SHORT PROBLEM:
Reproduce every one of the dataset rows below word for word, leaving the pictures out of your answer.

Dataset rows
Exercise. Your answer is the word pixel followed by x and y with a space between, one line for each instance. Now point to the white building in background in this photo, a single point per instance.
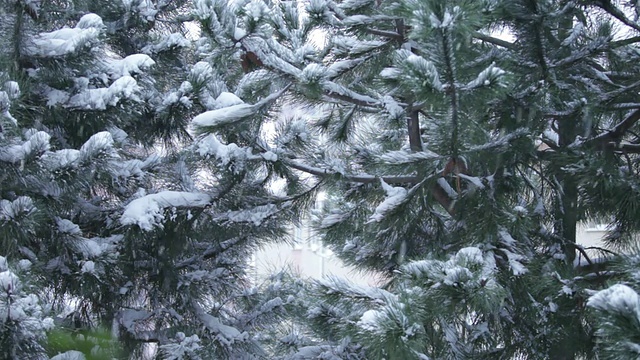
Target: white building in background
pixel 308 258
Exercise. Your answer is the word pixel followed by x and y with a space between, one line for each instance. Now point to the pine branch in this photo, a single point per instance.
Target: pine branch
pixel 624 42
pixel 492 40
pixel 441 196
pixel 617 132
pixel 607 6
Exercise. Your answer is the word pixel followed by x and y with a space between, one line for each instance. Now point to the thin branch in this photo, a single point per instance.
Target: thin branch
pixel 617 132
pixel 359 178
pixel 607 6
pixel 490 39
pixel 348 99
pixel 602 249
pixel 624 42
pixel 441 196
pixel 384 33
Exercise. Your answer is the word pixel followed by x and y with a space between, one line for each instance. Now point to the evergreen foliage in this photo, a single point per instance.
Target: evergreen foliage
pixel 130 227
pixel 458 163
pixel 140 169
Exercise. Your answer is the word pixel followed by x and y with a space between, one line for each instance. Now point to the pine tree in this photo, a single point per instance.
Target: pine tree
pixel 458 164
pixel 131 229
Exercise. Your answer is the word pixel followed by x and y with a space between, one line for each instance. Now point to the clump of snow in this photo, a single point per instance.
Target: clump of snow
pixel 68 227
pixel 447 20
pixel 270 156
pixel 8 281
pixel 12 210
pixel 487 77
pixel 125 87
pixel 426 69
pixel 66 40
pixel 24 264
pixel 369 321
pixel 201 73
pixel 37 143
pixel 88 267
pixel 184 348
pixel 70 355
pixel 147 211
pixel 254 215
pixel 313 74
pixel 470 255
pixel 132 64
pixel 65 158
pixel 168 42
pixel 89 21
pixel 55 96
pixel 98 144
pixel 618 299
pixel 210 145
pixel 223 116
pixel 226 99
pixel 395 197
pixel 12 89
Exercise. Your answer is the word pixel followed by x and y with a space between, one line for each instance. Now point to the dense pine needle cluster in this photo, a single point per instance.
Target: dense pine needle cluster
pixel 149 148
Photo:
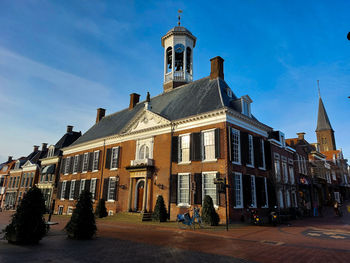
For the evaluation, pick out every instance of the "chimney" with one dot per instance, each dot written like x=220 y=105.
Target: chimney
x=134 y=99
x=100 y=114
x=217 y=68
x=43 y=146
x=301 y=135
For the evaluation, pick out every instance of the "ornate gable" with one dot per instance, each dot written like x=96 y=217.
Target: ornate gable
x=145 y=120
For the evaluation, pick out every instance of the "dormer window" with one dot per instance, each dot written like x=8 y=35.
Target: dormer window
x=246 y=100
x=51 y=151
x=17 y=165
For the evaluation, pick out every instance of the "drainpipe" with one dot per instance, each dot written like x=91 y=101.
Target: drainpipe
x=102 y=167
x=170 y=167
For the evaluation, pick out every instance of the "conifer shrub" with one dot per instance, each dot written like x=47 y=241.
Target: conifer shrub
x=209 y=215
x=28 y=224
x=101 y=210
x=82 y=224
x=160 y=213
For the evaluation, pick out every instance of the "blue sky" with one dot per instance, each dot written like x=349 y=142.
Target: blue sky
x=61 y=60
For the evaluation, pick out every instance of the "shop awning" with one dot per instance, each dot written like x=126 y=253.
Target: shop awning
x=50 y=169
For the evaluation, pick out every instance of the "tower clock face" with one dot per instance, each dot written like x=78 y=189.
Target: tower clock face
x=179 y=48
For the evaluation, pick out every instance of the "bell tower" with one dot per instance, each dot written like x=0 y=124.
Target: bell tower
x=178 y=44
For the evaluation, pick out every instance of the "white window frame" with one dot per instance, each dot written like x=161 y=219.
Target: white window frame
x=277 y=167
x=291 y=174
x=67 y=164
x=215 y=201
x=253 y=191
x=93 y=187
x=109 y=188
x=85 y=163
x=240 y=189
x=263 y=154
x=181 y=159
x=183 y=189
x=285 y=172
x=63 y=189
x=75 y=164
x=82 y=185
x=71 y=190
x=236 y=146
x=250 y=150
x=212 y=146
x=114 y=158
x=95 y=161
x=266 y=194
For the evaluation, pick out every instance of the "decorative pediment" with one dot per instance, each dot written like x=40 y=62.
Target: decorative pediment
x=145 y=120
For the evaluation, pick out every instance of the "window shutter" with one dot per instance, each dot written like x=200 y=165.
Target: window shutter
x=257 y=155
x=174 y=149
x=80 y=163
x=247 y=192
x=76 y=190
x=59 y=190
x=66 y=196
x=99 y=161
x=116 y=189
x=91 y=157
x=198 y=192
x=217 y=143
x=108 y=159
x=260 y=191
x=105 y=189
x=173 y=189
x=244 y=147
x=268 y=161
x=271 y=192
x=71 y=162
x=63 y=164
x=87 y=185
x=196 y=142
x=232 y=190
x=229 y=143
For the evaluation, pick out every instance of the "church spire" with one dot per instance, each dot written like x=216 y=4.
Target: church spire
x=324 y=130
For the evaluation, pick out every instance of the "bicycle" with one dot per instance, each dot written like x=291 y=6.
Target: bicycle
x=185 y=219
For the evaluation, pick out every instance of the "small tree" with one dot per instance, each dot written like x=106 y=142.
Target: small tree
x=28 y=224
x=209 y=215
x=160 y=213
x=101 y=210
x=82 y=224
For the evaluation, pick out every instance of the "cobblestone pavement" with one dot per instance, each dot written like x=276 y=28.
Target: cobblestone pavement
x=309 y=240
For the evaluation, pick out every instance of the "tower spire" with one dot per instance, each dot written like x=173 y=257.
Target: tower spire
x=179 y=17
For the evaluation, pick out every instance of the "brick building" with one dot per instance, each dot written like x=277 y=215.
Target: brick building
x=173 y=145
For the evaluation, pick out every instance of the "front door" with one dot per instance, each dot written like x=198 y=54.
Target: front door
x=140 y=189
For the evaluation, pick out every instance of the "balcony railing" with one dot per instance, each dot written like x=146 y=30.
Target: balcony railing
x=146 y=162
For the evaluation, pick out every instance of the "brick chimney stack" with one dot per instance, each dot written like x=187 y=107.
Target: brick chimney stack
x=217 y=68
x=134 y=99
x=100 y=114
x=43 y=146
x=301 y=135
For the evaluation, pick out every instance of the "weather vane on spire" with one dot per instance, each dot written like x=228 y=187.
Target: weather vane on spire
x=179 y=17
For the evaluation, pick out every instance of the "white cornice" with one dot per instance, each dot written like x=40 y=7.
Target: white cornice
x=209 y=118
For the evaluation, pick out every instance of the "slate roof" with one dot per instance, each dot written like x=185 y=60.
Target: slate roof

SOLVED PROBLEM:
Exercise. Your answer is the word pixel followed by x and y with a space between, one line for each instance. Now point to the white building in background in this photo, a single point per instance.
Target: white building in background
pixel 308 258
Exercise. Your answer is the word pixel followed by x and y with a space between, one line for each instance. Now point to the pine branch in this photo, a single point per instance.
Target: pine branch
pixel 624 42
pixel 492 40
pixel 441 196
pixel 617 132
pixel 607 6
Exercise. Your answer is the word pixel followed by x and y with a space between, one line for each instance. Now point to the thin branch in this photo, a single point per instance.
Target: thin branch
pixel 617 132
pixel 359 178
pixel 607 6
pixel 490 39
pixel 348 99
pixel 602 249
pixel 624 42
pixel 441 196
pixel 384 33
Exercise. Your answer is the word pixel followed by x and y with a space between, one line for each instance. Now point to the evergreen foliage in this photo, a single point per instance.
Target: evergreen foliage
pixel 130 227
pixel 458 163
pixel 140 169
Exercise. Your answer is the word pixel followed by x and y with a space between, one line for each instance. Now point to the pine tree in this photo, a single point per instance.
Target: pine tree
pixel 458 164
pixel 131 229
Exercise. Your answer is the word pixel followed by x and y with a space between, one line for each instance. Now point to the clump of snow in this photo, a single point per instance.
Target: clump of snow
pixel 68 227
pixel 447 20
pixel 270 156
pixel 8 281
pixel 12 210
pixel 487 77
pixel 125 87
pixel 426 69
pixel 66 40
pixel 24 264
pixel 369 321
pixel 201 73
pixel 37 143
pixel 88 267
pixel 184 348
pixel 70 355
pixel 147 211
pixel 254 215
pixel 313 74
pixel 470 255
pixel 132 64
pixel 65 158
pixel 168 42
pixel 89 21
pixel 55 96
pixel 98 144
pixel 618 299
pixel 210 145
pixel 223 116
pixel 226 99
pixel 395 197
pixel 12 89
Exercise. Your answer is the word pixel followed by x and y with a space between, one line for each instance. Now point to the dense pine needle cluster in this photo, a single point per instance.
Target: dense pine needle cluster
pixel 149 148
Photo:
For the evaluation, pick out every instance of the "chimney" with one dot per instance, each dot written like x=220 y=105.
Target: chimney
x=134 y=99
x=100 y=114
x=217 y=68
x=43 y=146
x=301 y=135
For the evaluation, pick out every instance of the "ornate gable" with one dot per instance, each dot written like x=96 y=217.
Target: ornate gable
x=145 y=120
For the evaluation, pick out every instance of the "dormer window" with one dot per instance, each dot written like x=8 y=35.
Target: dormer window
x=246 y=100
x=51 y=151
x=17 y=165
For the evaluation, pick out every instance of the "drainpipe" with one dot per instance, each dot written like x=91 y=101.
Target: drainpipe
x=102 y=167
x=170 y=167
For the evaluation, pick out every instance of the "conifer shrub" with one dot per instance, each dot written like x=47 y=241.
Target: conifer shrub
x=209 y=215
x=28 y=224
x=101 y=210
x=82 y=224
x=160 y=213
For the evaluation, pick out every instance of the "blue sky" with one dot per instance, each dot written like x=349 y=142.
Target: blue sky
x=61 y=60
For the evaluation, pick out every instance of the "shop awning" with one dot per instance, each dot written like x=126 y=253.
Target: shop awning
x=50 y=169
For the evaluation, pick out every instance of the "tower clock face" with one dot per instance, each dot written like x=78 y=189.
Target: tower clock face
x=179 y=48
For the evaluation, pick out every instance of the "bell tower" with one dot per instance, each dot written like x=0 y=124.
Target: bell tower
x=178 y=44
For the evaluation, pick out every instance of the "white window frame" with one dot per instance, each dot written like x=161 y=219.
Target: white window frame
x=277 y=167
x=291 y=174
x=67 y=164
x=215 y=201
x=253 y=191
x=93 y=187
x=109 y=188
x=85 y=163
x=240 y=189
x=263 y=154
x=181 y=159
x=183 y=189
x=285 y=172
x=63 y=189
x=75 y=164
x=82 y=185
x=71 y=190
x=236 y=146
x=250 y=150
x=212 y=146
x=114 y=158
x=95 y=161
x=266 y=194
For the evaluation, pick out every instance of the "decorative pediment" with one dot per instance, each dot written like x=40 y=62.
Target: decorative pediment
x=145 y=120
For the evaluation, pick out every instance of the "window shutter" with one dot per instance, each dot written like x=200 y=165.
Target: window shutter
x=257 y=155
x=174 y=149
x=80 y=163
x=247 y=192
x=76 y=190
x=59 y=190
x=66 y=196
x=99 y=161
x=116 y=189
x=91 y=157
x=198 y=192
x=217 y=143
x=108 y=159
x=260 y=191
x=105 y=189
x=173 y=189
x=244 y=147
x=268 y=161
x=271 y=192
x=71 y=162
x=63 y=164
x=87 y=185
x=196 y=142
x=232 y=190
x=229 y=143
For the evaluation, pick out every instance of the "church spire" with one dot per instance, each dot written like x=216 y=4.
Target: church spire
x=324 y=130
For the evaluation, pick out every instance of the "bicycle" with one dot per instance, each dot written like x=291 y=6.
Target: bicycle
x=185 y=219
For the evaluation, pick out every instance of the "small tree" with one dot per instance, each dot written like x=106 y=142.
Target: small tree
x=28 y=224
x=209 y=215
x=160 y=213
x=101 y=210
x=82 y=224
For the evaluation, pick out every instance of the "cobblestone pavement" with one dot per instance, each dot written like x=276 y=28.
Target: cobblestone pavement
x=309 y=240
For the evaluation, pick out every instance of the "tower spire" with one dot per instance, each dot written like x=173 y=257.
Target: tower spire
x=179 y=17
For the evaluation, pick out every instance of the "brick building" with one dot per instance, each dot written like x=277 y=215.
Target: brick building
x=173 y=145
For the evaluation, pick out every instance of the "front door" with one dot per instance, each dot written like x=198 y=54.
Target: front door
x=140 y=189
For the evaluation, pick out every instance of the "balcony railing" with one dot per instance, each dot written like x=146 y=30.
Target: balcony railing
x=146 y=162
For the evaluation, pick out every instance of the "brick chimney stack" with one dot per instance, each dot written like x=187 y=107.
Target: brick chimney stack
x=217 y=68
x=134 y=99
x=100 y=114
x=43 y=146
x=301 y=135
For the evaluation, pick out every instance of the "weather vane on spire" with one dot per instance, each dot written like x=228 y=187.
Target: weather vane on spire
x=179 y=17
For the evaluation, pick out every instance of the "white cornice" with one dot per instance, each dot written like x=40 y=7.
Target: white cornice
x=209 y=118
For the evaluation, pick out every instance of the "slate roof" with one dot per instance, each dot written like x=185 y=60.
Target: slate roof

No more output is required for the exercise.